• [Supplied records]
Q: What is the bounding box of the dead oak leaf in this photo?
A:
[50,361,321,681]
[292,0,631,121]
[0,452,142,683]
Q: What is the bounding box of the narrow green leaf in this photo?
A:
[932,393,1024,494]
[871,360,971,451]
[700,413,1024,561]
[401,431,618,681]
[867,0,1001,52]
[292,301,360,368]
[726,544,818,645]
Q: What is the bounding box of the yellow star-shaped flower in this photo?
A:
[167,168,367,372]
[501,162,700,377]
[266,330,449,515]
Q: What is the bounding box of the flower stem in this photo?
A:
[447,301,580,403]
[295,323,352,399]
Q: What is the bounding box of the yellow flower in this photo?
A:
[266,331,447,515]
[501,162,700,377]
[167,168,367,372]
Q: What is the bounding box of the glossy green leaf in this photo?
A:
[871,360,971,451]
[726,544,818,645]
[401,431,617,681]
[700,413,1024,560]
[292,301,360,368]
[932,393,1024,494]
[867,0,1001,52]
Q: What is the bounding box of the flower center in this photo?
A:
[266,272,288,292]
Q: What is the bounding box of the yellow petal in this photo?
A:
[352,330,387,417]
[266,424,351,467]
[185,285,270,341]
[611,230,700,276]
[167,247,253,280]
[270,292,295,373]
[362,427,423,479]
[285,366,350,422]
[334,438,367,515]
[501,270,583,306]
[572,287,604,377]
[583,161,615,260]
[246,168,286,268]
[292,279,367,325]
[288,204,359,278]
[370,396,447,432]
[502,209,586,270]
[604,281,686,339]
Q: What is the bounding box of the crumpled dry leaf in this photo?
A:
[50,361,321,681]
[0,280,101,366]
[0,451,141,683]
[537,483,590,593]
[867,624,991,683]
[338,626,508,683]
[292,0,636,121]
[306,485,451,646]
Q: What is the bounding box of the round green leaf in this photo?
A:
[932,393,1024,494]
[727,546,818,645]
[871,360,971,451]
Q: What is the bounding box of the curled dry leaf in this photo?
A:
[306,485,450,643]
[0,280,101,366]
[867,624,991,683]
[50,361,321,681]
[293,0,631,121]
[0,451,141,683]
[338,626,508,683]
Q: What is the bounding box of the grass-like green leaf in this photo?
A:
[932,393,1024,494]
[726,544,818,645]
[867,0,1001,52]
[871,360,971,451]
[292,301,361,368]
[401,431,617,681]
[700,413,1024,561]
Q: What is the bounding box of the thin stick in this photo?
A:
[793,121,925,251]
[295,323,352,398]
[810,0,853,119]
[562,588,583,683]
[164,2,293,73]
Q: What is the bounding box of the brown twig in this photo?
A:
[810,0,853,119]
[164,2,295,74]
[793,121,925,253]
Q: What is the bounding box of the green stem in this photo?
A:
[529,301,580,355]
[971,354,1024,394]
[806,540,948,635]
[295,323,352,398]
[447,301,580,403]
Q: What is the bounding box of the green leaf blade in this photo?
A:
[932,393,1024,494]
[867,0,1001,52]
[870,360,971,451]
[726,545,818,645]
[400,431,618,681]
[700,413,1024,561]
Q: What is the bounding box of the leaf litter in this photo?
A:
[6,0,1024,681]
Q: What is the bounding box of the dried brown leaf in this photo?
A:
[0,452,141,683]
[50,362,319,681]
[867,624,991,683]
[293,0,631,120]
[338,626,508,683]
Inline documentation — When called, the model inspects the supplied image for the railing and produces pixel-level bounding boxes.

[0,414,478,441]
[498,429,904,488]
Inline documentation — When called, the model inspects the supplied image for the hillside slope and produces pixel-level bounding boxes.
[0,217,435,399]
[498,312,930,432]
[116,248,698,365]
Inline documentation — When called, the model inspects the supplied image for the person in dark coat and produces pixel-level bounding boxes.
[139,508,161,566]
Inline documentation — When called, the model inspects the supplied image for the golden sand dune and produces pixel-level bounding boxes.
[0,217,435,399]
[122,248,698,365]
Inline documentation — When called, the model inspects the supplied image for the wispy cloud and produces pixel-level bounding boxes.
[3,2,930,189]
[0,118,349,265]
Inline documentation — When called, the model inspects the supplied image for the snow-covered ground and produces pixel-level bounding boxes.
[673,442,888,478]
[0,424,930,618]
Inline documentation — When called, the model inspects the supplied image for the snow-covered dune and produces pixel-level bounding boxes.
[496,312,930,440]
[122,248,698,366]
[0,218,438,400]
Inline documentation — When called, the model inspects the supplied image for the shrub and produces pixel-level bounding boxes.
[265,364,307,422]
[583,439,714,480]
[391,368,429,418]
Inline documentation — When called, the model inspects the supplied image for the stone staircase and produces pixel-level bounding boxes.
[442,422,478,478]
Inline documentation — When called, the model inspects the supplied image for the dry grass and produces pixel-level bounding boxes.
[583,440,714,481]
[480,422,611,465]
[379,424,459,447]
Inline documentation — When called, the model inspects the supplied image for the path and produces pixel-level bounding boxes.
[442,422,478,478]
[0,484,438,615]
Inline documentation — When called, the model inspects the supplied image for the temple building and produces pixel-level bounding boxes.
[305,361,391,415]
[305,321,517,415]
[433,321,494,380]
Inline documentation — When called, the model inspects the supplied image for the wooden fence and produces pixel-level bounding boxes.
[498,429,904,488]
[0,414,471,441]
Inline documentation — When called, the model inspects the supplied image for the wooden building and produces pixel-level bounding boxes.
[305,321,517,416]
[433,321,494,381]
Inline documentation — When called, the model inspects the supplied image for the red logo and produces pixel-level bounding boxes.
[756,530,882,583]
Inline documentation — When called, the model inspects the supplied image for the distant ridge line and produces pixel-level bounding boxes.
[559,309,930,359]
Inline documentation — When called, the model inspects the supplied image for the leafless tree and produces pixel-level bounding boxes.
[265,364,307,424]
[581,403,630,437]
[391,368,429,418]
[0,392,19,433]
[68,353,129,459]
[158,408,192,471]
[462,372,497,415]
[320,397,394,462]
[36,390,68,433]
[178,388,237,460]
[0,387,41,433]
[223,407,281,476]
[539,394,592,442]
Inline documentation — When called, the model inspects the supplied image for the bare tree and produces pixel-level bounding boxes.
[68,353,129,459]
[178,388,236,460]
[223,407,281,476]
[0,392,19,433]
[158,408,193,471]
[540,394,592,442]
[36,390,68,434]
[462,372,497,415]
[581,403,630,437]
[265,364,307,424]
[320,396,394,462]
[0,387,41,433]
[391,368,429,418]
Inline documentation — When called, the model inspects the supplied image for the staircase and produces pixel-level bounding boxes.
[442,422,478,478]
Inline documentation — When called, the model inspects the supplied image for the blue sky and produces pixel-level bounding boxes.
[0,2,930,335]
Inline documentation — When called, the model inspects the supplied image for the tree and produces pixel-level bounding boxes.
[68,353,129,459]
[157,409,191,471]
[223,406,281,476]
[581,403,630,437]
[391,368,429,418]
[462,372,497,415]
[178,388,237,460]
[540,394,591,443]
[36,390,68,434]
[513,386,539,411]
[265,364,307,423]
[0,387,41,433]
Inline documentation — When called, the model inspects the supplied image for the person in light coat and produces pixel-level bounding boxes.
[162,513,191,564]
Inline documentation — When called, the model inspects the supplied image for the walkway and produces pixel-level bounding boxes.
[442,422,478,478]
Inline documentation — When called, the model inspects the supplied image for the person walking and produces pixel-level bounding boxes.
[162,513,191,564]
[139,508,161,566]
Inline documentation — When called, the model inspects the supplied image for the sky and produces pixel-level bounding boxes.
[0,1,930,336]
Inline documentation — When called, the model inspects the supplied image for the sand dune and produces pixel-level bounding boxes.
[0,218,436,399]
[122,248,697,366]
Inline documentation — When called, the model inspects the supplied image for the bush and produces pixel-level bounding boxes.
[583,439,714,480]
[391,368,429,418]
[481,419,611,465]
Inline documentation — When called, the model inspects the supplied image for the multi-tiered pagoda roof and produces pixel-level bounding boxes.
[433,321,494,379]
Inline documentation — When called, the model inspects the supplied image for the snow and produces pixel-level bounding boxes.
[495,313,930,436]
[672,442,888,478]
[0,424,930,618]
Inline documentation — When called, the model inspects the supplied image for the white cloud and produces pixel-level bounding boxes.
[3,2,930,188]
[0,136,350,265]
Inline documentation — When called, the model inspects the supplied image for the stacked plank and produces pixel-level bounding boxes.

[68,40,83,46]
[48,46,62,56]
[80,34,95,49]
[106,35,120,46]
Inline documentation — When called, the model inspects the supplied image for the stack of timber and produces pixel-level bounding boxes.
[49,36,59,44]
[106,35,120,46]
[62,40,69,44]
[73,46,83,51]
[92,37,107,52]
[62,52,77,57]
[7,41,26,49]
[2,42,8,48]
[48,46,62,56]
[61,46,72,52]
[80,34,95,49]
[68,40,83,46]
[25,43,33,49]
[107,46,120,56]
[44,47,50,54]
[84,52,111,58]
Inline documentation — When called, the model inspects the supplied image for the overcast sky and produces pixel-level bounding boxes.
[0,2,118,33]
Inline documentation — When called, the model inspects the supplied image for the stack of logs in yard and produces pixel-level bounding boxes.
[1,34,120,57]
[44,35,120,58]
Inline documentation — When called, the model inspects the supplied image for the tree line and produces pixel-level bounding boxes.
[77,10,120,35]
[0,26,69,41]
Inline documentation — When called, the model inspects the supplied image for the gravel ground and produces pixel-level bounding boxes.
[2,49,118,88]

• [What you are asked to do] Put the rows from the line holding "stone staircase and produces pixel-level bounding boxes." through the line holding "[379,424,459,447]", inclusive, into a two-column CSV with the header text,answer, one CSV line per row. Wrap each field in double quotes and replace any line breaks inside a field with spaces.

• [Final answer]
text,answer
"Inline documentation — When called, the model inspects the supplied image for the stone staircase and produces pixel-level bounding boxes.","[442,422,478,478]"
"Inline documentation — When called, the model inspects the supplied image for the dry grass and produces pixel-level bounding boxes.","[583,440,714,481] [480,422,611,465] [379,424,459,447]"